━━━ TEXTO MOSTRADO
La historia, los secretos, los vicios y las virtudes de los corresponsales

REPORTERO DE GUERRA: La Edad de Oro (XX)

Los veteranos que llevan años viendo muertos y espanto, suelen detestar profundamente la violencia

REPORTERO DE GUERRA: La Edad de Oro (XX)

En un mundo de información escasa, como era el de Russell, Clemenceau, Smalley e incluso el de Leguineche, Meneses, Quadra Salcedo o el que enfrentamos en nuestros inicios, veinte años más tarde, Pérez Reverte, Julio Fuentes, Gervasio Sánchez o yo, el reportero aportaba valor por tres razones:

  • Tenía acceso privilegiado a las fuentes de la información
  • Contaba los hechos con talento literario o por lo menos con interés
  • Controlaba, él o a través de su periódico, la distribución de las noticias

Ya no. Para empezar, vivimos en un planeta inundado de información, en el que las fuentes -partidos políticos, empresas, personalidades, científicos, guerreros, terroristas, narcotraficantes y hasta famosillos- han descubierto que pueden llegar directamente al público sin necesidad de utilizar como intermediario al periodista.
━━━━━━
**OBJETIVO**
Responde estas preguntas sobre el texto de los corresponsales de guerra:
(a) ¿Qué suelen detestar profundamente los veteranos que llevan años viendo muertos y espanto?
(b) ¿Cuántas razones da el texto para explicar por qué el reportero aportaba valor en un mundo de información escasa?
(c) ¿Qué han descubierto las fuentes de información?
━━━ DATOS PROPORCIONADOS
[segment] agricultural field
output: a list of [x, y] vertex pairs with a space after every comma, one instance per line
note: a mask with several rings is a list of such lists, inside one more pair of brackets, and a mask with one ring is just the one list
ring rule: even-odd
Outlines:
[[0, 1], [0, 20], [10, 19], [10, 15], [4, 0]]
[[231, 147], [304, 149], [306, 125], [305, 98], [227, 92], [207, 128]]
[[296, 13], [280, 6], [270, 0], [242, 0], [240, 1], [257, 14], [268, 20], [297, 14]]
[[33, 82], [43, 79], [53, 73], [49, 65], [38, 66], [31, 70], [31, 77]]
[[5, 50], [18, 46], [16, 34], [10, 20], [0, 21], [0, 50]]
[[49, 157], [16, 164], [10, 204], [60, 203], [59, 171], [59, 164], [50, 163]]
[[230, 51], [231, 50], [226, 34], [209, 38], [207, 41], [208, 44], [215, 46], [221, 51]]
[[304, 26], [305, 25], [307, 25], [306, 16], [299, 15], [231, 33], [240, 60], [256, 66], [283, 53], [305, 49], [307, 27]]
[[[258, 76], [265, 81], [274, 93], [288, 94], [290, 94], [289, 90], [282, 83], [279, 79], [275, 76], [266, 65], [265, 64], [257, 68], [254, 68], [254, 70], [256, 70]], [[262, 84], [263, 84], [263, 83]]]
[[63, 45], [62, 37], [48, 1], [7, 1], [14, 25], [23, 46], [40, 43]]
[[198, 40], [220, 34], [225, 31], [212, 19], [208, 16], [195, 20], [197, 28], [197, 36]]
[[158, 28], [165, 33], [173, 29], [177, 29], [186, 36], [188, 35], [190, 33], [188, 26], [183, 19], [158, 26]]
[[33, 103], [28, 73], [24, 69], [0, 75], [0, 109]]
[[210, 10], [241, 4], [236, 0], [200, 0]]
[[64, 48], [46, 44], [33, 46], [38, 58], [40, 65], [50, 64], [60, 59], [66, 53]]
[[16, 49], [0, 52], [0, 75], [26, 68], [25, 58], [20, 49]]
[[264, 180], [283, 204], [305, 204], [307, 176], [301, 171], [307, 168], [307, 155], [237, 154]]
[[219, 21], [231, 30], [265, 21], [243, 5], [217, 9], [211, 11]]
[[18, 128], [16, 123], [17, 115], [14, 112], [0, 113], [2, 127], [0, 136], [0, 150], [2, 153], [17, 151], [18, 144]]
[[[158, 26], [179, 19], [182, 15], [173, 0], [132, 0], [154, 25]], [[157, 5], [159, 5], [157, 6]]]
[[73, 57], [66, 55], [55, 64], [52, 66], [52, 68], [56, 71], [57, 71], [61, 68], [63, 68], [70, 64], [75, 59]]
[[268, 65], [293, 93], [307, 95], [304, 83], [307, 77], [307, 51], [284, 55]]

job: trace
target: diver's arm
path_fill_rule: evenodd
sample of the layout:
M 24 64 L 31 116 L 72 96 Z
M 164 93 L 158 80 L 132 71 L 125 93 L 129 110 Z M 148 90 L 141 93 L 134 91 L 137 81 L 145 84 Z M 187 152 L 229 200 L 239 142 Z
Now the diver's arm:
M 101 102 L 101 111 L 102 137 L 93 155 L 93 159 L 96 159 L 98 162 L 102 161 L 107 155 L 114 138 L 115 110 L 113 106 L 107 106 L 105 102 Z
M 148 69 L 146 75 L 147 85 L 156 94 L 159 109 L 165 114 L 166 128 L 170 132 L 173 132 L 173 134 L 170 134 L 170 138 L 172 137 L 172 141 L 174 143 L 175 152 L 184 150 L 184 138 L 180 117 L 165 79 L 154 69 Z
━━━━━━
**RESULTADO**
(a) La violencia.
(b) Tres.
(c) Que pueden llegar directamente al público sin necesidad de utilizar como intermediario al periodista.